# Input rows

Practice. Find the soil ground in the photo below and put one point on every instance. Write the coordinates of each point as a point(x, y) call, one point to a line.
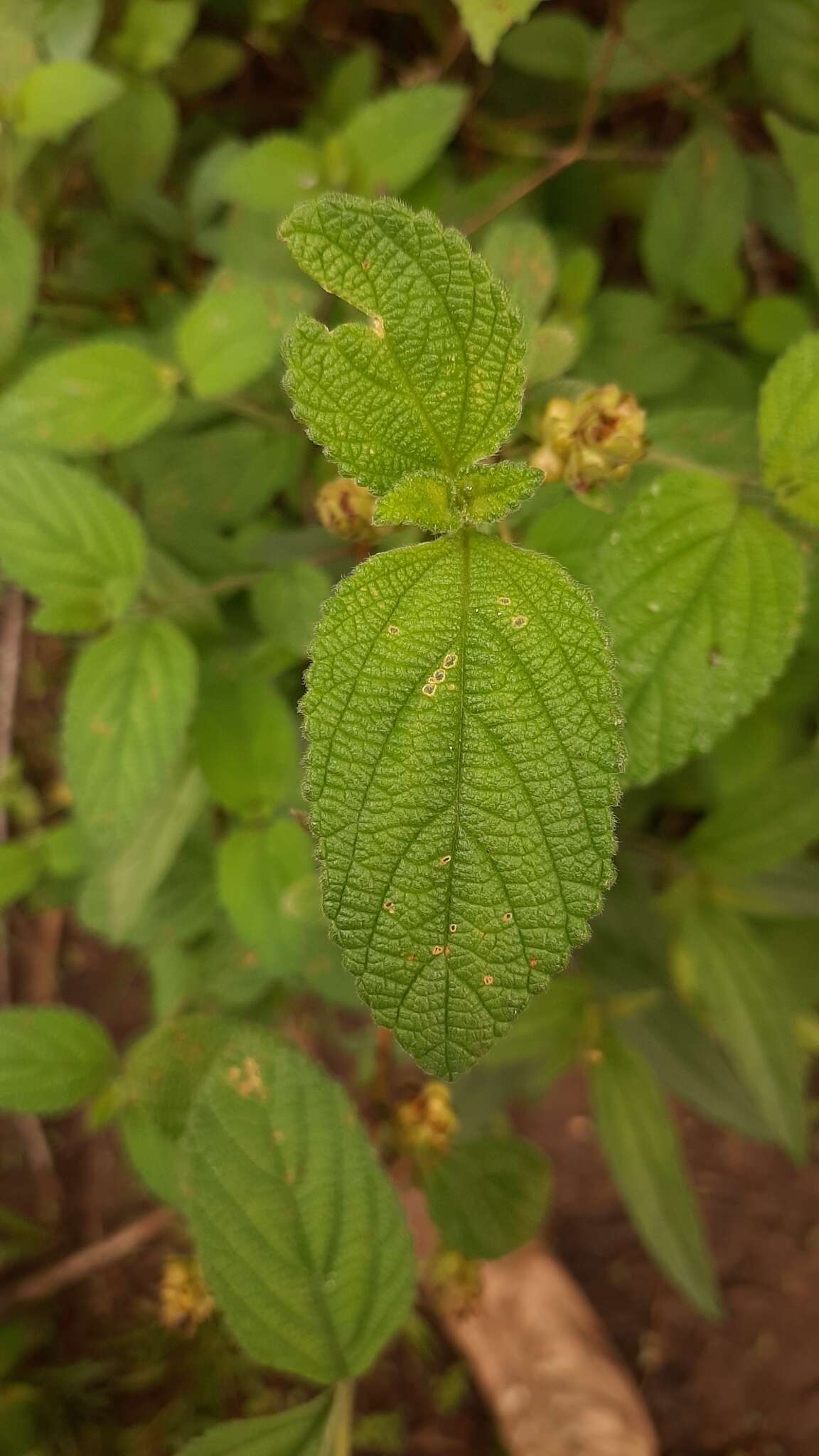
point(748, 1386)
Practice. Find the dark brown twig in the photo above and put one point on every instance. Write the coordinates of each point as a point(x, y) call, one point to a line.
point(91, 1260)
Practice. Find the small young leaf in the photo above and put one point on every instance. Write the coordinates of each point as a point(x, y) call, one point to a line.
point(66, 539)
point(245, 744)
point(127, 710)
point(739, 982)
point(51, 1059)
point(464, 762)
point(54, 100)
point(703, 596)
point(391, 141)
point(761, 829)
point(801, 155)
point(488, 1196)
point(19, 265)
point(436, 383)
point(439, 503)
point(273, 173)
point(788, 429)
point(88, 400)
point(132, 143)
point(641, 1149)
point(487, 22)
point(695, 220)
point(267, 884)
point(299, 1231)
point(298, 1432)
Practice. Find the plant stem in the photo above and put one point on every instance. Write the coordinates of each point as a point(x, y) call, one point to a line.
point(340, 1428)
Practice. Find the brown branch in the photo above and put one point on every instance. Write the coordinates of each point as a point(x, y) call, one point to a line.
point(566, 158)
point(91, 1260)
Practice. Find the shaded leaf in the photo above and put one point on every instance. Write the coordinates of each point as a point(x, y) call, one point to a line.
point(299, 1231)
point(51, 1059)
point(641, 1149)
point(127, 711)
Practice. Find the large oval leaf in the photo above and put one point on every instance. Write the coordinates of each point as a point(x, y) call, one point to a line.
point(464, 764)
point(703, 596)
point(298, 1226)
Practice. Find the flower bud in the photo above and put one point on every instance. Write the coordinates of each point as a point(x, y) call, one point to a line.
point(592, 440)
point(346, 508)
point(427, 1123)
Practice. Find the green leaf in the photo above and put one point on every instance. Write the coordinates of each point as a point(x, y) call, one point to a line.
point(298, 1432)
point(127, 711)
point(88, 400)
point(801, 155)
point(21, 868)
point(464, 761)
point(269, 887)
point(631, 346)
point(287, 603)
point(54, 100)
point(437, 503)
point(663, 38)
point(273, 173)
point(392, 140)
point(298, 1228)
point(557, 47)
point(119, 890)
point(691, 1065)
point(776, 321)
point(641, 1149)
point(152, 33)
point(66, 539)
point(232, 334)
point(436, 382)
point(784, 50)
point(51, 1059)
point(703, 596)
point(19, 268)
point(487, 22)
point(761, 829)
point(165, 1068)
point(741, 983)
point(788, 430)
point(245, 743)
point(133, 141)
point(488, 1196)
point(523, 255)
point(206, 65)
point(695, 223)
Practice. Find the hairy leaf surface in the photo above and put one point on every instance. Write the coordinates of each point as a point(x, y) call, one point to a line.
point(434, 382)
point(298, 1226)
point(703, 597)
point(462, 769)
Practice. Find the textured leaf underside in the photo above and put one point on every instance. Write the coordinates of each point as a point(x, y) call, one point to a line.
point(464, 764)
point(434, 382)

---

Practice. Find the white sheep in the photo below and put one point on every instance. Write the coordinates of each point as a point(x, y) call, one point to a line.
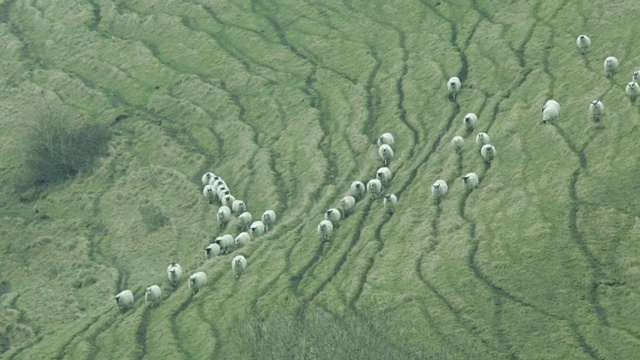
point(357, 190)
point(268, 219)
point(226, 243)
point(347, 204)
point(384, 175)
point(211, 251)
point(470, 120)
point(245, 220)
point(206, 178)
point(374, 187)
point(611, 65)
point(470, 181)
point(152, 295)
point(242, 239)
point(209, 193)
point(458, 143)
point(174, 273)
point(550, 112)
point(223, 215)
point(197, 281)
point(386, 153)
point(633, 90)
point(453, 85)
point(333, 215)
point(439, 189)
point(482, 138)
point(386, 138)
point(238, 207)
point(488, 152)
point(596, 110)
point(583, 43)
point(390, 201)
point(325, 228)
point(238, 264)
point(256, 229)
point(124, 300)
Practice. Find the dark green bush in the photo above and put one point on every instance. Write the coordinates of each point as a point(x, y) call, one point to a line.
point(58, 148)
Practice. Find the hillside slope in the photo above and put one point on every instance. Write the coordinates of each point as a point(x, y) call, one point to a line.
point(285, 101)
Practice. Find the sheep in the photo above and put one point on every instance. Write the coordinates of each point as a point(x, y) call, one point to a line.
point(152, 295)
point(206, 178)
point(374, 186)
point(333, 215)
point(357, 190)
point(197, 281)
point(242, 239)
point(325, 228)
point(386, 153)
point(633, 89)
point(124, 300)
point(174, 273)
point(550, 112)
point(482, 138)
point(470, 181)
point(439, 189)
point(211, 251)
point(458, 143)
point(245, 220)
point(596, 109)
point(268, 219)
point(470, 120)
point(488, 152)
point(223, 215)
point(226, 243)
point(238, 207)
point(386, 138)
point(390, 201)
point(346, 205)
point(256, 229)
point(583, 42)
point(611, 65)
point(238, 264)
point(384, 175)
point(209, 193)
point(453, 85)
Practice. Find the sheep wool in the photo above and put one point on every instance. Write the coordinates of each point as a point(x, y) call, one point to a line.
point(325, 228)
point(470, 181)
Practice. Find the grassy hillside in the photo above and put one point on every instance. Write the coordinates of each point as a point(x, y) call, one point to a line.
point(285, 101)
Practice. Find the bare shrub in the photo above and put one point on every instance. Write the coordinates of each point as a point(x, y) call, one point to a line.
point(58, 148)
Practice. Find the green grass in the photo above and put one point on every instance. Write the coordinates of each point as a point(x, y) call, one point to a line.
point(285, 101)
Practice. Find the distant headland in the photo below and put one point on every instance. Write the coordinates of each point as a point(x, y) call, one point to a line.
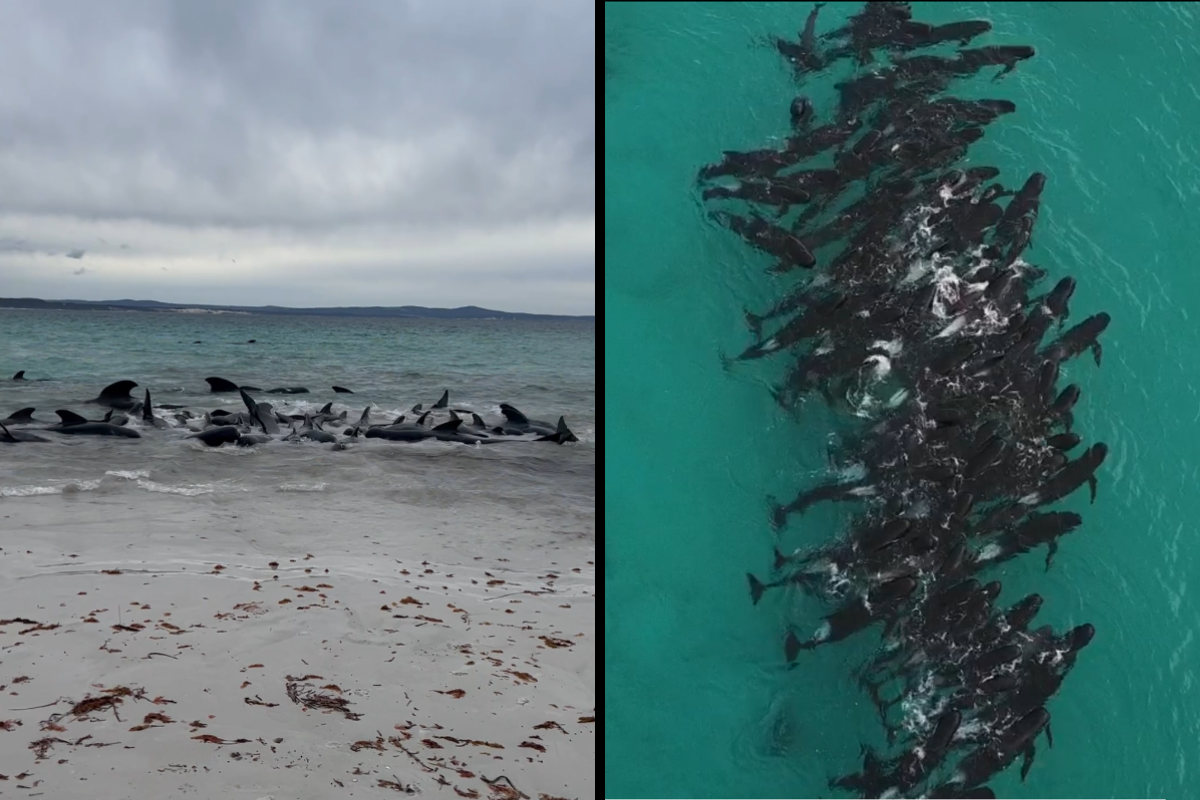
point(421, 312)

--

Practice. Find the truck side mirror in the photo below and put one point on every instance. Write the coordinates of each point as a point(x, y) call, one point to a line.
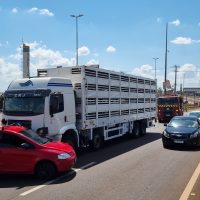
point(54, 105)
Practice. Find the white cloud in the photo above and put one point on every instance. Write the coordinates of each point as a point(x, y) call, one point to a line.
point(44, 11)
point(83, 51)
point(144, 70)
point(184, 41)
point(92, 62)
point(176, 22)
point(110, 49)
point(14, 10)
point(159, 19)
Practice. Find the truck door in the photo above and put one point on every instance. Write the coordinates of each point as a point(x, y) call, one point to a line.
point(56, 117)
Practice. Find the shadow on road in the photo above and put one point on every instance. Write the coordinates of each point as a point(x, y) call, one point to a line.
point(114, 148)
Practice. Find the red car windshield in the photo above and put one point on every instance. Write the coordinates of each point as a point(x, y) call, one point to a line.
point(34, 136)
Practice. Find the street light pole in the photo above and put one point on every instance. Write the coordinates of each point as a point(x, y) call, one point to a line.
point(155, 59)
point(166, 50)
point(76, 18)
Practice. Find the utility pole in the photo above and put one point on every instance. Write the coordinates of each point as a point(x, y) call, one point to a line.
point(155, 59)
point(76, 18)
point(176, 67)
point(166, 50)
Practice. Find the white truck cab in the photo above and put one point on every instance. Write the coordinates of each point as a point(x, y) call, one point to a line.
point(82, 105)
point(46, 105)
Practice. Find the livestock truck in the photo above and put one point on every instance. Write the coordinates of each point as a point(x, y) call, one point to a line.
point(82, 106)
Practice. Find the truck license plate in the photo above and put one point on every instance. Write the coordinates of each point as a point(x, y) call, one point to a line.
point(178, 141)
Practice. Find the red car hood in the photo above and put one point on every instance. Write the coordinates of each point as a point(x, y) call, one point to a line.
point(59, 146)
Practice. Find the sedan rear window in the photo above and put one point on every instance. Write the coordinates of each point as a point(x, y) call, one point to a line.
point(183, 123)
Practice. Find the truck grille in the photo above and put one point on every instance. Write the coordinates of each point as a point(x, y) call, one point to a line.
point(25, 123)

# Your task
Write out again everything from the line containing "Practice. Find the red car hood" down to the line containing "point(25, 123)", both lines included, with each record's request kept as it stands. Shift every coordinate in the answers by -116.

# Worked answer
Practice. Find the red car hood in the photo above and put one point on every instance. Write the coordinates of each point as a point(x, y) call, one point to a line.
point(-57, 30)
Practice. Find the sedan rear window in the photo above and put one point on every instance. Write the coordinates of each point as a point(x, y) call, one point to a line.
point(67, 7)
Practice. Find the truck grille in the photo above and put one point on every instance. Write the coordinates of each point as a point(x, y) call, one point to a line.
point(-91, 7)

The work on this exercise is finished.